(EXERCISE GOAL): Put the records into a JSON list of strings with one string for each line. Leave out any blank lines.

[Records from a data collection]
— START —
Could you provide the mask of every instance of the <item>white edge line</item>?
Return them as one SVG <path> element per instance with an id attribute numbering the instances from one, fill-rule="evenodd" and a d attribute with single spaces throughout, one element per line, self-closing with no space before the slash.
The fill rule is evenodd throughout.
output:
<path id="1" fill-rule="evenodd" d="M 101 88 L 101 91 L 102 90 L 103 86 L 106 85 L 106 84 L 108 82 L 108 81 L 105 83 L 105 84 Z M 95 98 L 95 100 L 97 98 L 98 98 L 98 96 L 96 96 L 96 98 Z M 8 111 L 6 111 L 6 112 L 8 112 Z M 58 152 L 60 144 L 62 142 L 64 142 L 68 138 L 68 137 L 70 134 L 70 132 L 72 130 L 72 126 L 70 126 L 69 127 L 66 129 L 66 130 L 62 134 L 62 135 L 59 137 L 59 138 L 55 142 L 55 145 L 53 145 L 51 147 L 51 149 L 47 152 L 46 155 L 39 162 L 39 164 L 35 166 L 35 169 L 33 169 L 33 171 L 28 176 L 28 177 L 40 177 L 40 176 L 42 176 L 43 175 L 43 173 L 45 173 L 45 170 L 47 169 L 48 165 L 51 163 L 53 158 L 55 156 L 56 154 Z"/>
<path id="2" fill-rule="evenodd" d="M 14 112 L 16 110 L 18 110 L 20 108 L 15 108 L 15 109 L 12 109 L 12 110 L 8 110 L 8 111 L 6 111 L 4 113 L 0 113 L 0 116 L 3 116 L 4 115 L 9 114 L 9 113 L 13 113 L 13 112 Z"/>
— END —
(IN RESPONSE):
[
  "Could you provide the mask of every instance of the <item>white edge line</item>?",
  "Return them as one SVG <path> element per instance with an id attribute numbering the instances from one, fill-rule=\"evenodd\" and a d attribute with single spaces throughout, one element per line, self-closing with no space before the slash.",
  "The fill rule is evenodd throughout.",
  "output:",
  "<path id=\"1\" fill-rule=\"evenodd\" d=\"M 101 88 L 101 91 L 102 90 L 103 86 L 106 85 L 106 84 L 108 82 L 108 81 L 105 83 L 105 84 Z M 95 98 L 95 100 L 97 98 L 98 98 L 98 96 L 96 96 L 96 98 Z M 8 111 L 6 111 L 6 112 L 8 112 Z M 58 152 L 60 144 L 62 142 L 64 142 L 68 138 L 68 137 L 70 134 L 70 132 L 72 130 L 72 126 L 70 126 L 69 127 L 66 129 L 66 130 L 62 134 L 62 135 L 59 137 L 59 138 L 55 142 L 55 145 L 53 145 L 51 147 L 51 149 L 47 152 L 46 155 L 39 162 L 39 164 L 35 166 L 35 169 L 33 169 L 33 171 L 28 176 L 28 177 L 40 177 L 40 176 L 42 176 L 43 175 L 43 173 L 45 173 L 45 170 L 47 169 L 48 165 L 51 163 L 53 158 L 55 156 L 56 154 Z\"/>",
  "<path id=\"2\" fill-rule=\"evenodd\" d=\"M 14 112 L 16 110 L 18 110 L 20 108 L 15 108 L 15 109 L 12 109 L 12 110 L 8 110 L 8 111 L 6 111 L 4 113 L 0 113 L 0 116 L 3 116 L 4 115 L 9 114 L 9 113 L 13 113 L 13 112 Z\"/>"
]